Excerpts of pointing data
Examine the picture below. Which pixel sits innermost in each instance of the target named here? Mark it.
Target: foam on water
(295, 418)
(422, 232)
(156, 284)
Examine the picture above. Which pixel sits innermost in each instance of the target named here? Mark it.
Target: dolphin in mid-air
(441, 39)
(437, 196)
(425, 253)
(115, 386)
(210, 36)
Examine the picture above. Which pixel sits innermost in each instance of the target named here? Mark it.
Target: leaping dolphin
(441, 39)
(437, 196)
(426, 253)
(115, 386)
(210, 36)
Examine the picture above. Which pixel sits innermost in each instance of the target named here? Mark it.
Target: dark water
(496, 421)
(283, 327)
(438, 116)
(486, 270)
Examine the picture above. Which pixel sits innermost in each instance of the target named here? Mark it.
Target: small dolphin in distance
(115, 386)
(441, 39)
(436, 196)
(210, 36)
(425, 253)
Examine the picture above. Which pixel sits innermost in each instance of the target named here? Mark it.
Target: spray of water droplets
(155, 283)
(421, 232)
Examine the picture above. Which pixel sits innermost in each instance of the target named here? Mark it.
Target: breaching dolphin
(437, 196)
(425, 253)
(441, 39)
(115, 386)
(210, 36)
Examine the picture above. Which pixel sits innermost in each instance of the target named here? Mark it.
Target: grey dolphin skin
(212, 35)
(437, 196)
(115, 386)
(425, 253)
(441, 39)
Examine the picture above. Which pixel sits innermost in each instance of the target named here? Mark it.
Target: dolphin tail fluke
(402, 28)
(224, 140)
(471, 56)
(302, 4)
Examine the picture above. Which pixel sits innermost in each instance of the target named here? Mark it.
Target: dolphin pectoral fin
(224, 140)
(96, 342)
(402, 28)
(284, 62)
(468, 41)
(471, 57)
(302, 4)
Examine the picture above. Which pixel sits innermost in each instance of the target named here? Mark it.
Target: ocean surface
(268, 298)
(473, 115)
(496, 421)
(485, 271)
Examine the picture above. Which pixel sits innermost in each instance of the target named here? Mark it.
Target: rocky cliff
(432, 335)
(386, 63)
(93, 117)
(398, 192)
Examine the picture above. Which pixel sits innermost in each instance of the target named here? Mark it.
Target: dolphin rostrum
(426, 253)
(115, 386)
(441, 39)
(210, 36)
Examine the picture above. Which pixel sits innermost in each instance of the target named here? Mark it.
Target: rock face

WHAT THE TASK ASKS:
Return each line in the records above that contains the word "dolphin", copied in full. Case counts when matching.

SOLUTION BELOW:
Target: dolphin in mid-air
Target: leaping dolphin
Target: small dolphin in distance
Target: breaching dolphin
Target: grey dolphin skin
Target: dolphin tail fluke
Target: dolphin pectoral fin
Target: dolphin rostrum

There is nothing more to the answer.